───── Dataset extract

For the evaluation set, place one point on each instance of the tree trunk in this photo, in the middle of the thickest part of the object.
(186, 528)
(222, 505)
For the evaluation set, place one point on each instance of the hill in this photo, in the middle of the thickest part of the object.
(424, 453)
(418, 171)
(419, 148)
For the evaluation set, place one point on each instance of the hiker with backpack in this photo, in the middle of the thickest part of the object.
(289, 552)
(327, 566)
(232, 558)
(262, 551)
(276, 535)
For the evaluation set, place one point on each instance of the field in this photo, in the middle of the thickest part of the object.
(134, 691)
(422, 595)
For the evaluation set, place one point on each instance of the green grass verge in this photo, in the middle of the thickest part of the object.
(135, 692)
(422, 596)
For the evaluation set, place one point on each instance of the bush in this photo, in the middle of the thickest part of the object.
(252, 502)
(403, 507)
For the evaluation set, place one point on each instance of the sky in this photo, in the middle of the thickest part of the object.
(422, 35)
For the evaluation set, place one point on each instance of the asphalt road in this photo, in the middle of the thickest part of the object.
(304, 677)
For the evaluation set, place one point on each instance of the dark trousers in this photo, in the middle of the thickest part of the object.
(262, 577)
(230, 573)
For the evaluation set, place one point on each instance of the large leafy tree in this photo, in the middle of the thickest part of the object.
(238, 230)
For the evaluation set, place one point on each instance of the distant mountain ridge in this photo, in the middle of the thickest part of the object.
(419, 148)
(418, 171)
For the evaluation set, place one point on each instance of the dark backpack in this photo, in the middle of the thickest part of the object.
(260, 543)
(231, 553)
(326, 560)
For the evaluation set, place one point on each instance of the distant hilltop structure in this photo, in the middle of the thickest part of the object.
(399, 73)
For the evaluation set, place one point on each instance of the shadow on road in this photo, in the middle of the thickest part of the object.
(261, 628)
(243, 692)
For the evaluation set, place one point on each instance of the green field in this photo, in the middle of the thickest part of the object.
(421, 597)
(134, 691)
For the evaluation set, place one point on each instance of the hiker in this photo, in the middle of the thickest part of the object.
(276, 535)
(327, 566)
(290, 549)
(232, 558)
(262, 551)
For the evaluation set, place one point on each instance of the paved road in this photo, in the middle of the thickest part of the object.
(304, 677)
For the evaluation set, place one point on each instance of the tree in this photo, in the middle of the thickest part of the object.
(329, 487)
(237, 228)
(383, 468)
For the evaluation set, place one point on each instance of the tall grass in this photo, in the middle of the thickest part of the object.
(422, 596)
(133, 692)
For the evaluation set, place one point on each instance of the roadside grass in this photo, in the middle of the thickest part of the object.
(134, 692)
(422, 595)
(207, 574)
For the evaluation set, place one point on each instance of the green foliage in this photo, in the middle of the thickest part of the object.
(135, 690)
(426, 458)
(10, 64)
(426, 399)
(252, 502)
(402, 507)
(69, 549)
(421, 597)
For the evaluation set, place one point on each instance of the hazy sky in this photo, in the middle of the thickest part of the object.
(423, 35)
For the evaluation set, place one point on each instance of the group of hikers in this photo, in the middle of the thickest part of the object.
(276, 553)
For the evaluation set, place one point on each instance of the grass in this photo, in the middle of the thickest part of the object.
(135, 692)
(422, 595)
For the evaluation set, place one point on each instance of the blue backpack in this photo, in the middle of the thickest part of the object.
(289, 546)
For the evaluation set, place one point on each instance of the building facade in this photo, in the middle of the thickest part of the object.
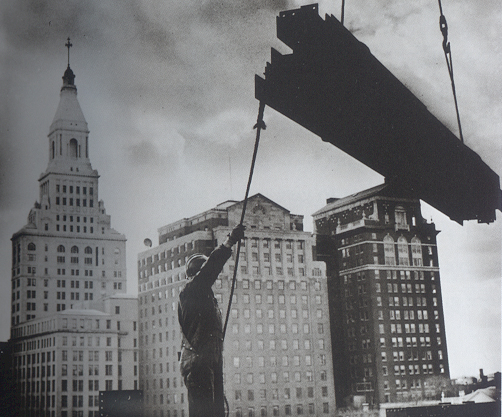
(68, 269)
(387, 320)
(277, 354)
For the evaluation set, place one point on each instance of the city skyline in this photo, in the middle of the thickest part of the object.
(179, 107)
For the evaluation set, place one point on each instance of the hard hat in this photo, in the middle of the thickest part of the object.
(194, 263)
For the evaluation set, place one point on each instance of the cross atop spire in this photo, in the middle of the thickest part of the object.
(68, 45)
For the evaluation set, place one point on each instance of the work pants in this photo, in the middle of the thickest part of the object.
(205, 392)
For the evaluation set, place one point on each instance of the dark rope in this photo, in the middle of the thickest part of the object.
(443, 27)
(260, 124)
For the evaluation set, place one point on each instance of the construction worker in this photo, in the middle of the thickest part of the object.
(201, 361)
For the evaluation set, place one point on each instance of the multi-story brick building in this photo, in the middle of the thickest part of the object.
(73, 328)
(277, 356)
(385, 296)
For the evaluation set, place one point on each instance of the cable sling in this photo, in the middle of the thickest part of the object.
(443, 27)
(260, 124)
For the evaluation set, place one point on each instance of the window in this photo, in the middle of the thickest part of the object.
(416, 251)
(389, 251)
(402, 248)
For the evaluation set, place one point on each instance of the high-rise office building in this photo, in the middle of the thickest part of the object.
(385, 296)
(73, 328)
(277, 354)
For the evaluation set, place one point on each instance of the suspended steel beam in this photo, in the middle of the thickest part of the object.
(333, 86)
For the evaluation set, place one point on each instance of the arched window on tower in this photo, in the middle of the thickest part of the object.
(400, 218)
(73, 148)
(390, 253)
(402, 251)
(416, 251)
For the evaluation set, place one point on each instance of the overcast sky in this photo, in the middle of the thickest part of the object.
(167, 89)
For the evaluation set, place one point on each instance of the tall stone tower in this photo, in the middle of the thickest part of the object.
(73, 328)
(67, 252)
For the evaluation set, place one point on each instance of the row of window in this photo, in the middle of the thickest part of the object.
(63, 201)
(293, 313)
(77, 189)
(285, 361)
(274, 393)
(277, 257)
(276, 410)
(271, 328)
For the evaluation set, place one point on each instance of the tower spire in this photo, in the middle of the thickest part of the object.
(69, 76)
(68, 45)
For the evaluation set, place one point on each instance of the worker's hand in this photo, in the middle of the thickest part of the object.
(236, 235)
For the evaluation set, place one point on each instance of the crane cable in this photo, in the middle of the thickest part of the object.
(259, 126)
(443, 27)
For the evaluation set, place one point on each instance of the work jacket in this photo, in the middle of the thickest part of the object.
(200, 317)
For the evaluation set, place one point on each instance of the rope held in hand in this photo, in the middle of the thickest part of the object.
(259, 126)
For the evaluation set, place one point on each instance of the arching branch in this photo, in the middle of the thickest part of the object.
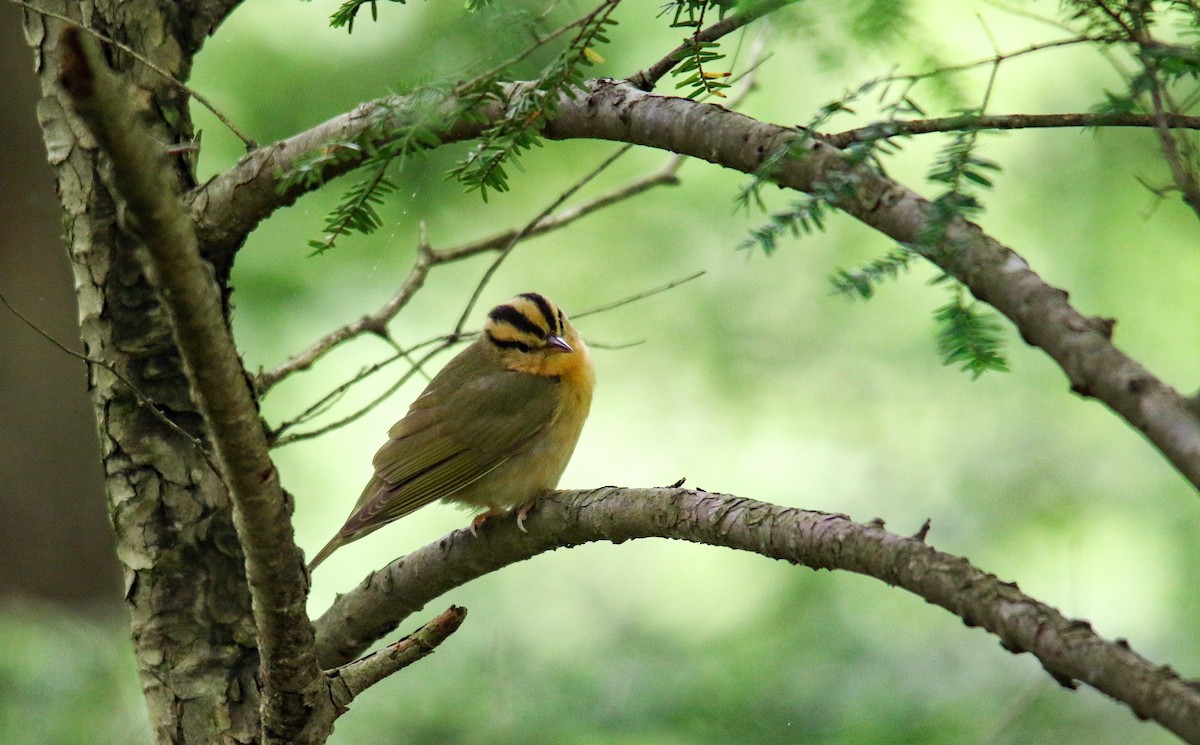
(1068, 649)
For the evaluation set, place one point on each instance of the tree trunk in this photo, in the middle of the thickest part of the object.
(191, 620)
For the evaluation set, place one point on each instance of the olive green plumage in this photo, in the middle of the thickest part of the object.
(495, 428)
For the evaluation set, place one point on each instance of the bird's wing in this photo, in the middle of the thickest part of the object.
(451, 438)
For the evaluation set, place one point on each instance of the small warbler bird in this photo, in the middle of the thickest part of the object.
(493, 430)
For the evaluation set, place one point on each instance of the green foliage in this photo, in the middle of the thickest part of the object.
(862, 282)
(403, 127)
(969, 337)
(963, 172)
(881, 22)
(345, 14)
(695, 54)
(805, 217)
(965, 335)
(529, 107)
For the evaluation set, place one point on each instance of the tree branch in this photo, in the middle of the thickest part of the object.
(293, 685)
(883, 130)
(995, 274)
(1068, 649)
(351, 679)
(427, 258)
(618, 112)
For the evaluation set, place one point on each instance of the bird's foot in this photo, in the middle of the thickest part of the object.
(522, 512)
(483, 517)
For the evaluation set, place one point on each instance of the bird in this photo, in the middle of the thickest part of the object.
(495, 428)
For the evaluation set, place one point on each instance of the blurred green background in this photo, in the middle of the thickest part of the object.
(751, 380)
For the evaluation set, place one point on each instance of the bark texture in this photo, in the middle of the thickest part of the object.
(183, 566)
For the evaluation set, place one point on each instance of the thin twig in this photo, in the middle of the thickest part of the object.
(637, 296)
(429, 257)
(375, 323)
(885, 130)
(648, 78)
(666, 176)
(351, 679)
(279, 439)
(529, 226)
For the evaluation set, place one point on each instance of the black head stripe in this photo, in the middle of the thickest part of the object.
(515, 318)
(508, 343)
(546, 310)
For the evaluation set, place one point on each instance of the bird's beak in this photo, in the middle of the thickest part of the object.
(557, 343)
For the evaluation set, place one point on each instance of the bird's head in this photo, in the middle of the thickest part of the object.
(531, 334)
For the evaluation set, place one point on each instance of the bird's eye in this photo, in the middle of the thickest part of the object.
(505, 343)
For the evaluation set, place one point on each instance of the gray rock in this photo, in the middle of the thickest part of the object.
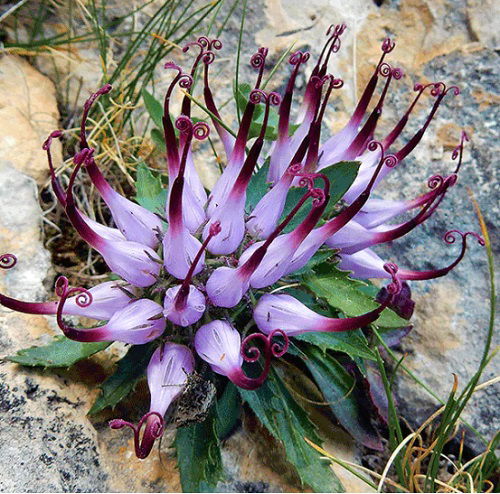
(46, 443)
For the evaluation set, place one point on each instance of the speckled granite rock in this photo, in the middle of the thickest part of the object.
(46, 443)
(28, 112)
(436, 40)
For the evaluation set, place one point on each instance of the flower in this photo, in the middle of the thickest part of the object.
(207, 252)
(167, 372)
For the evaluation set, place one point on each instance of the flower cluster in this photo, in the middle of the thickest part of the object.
(181, 268)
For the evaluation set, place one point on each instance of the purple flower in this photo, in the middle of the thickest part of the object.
(167, 374)
(139, 322)
(219, 344)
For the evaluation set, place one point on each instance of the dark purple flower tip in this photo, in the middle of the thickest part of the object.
(299, 57)
(259, 59)
(199, 130)
(7, 261)
(386, 70)
(83, 156)
(336, 29)
(388, 45)
(153, 430)
(252, 354)
(394, 288)
(185, 80)
(440, 89)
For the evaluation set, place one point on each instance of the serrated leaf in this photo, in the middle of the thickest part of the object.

──────────

Problem: Starting at the line that contains "of the gray", write out every line through the final line of the entries, word for word; skip any pictures.

Output of the exercise:
For the evaluation set, place one point on each instance of the gray rock in this photo, in the middle of the thickest part of the object.
(46, 443)
For the evaluation set, place one point on each instance of the speckled granite rock in this photo, in the middle of the thickest part of the object.
(46, 443)
(28, 112)
(436, 40)
For the evaluation set, place one point on each instance of the flower in this photo, in the middle of the thickest part of the object.
(207, 252)
(167, 372)
For the evaluation set, place one point on each instance of the flower cluster in this photo, in the middle of the thickest part of the object.
(181, 268)
For the evaluation set, place one point on each instance of the purple flower in this photo, in the middle of the thickest part of the object.
(167, 374)
(139, 322)
(219, 344)
For the evaluation set, place one point on each instance of the dark purple flower tip in this photo, in the middle of the thickest part of the object.
(299, 57)
(259, 59)
(199, 130)
(7, 261)
(386, 70)
(83, 156)
(336, 29)
(388, 45)
(153, 430)
(252, 354)
(394, 288)
(185, 80)
(440, 89)
For the evaluation set, place one point on each instance of the serrated leaf in this photo, in the middle of the thickest part of the object.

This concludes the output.